_TASK DESCRIPTION_
Show all lines containing "texture" from the data below.

_DATASET RECORDS_
──────────
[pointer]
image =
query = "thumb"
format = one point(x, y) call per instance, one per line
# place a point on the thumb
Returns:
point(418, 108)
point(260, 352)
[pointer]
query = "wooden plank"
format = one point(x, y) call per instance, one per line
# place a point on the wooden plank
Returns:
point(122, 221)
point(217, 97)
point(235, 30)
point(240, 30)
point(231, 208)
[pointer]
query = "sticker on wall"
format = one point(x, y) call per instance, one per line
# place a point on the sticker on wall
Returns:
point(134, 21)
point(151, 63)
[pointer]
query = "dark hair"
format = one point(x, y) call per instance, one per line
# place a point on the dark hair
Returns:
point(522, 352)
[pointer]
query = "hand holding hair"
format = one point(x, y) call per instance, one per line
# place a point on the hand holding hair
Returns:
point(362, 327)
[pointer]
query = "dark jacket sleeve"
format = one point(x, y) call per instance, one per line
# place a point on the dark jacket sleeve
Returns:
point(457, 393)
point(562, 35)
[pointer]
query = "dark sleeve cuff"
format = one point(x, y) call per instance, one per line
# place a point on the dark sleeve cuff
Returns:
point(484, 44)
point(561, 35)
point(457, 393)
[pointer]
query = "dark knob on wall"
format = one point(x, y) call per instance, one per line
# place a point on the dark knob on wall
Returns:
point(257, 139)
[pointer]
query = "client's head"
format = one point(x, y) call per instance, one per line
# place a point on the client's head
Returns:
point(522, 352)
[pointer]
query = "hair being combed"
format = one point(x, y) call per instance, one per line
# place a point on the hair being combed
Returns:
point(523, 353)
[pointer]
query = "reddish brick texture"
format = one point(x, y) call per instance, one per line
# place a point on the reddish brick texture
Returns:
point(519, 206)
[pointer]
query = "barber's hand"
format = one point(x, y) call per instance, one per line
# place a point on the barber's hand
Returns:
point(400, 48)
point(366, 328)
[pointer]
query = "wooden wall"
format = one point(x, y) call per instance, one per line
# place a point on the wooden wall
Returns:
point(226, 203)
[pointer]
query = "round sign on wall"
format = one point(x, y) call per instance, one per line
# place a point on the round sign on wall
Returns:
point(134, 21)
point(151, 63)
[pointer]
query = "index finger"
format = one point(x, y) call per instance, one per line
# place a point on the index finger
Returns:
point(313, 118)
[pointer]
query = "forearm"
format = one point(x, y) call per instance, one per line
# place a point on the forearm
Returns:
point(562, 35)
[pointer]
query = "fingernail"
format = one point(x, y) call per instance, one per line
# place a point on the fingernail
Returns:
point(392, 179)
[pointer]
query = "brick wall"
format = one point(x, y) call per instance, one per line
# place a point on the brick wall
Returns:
──────────
_ANSWER TO THE PROBLEM_
query = "reddish brick texture"
# place a point on the reddish brick texture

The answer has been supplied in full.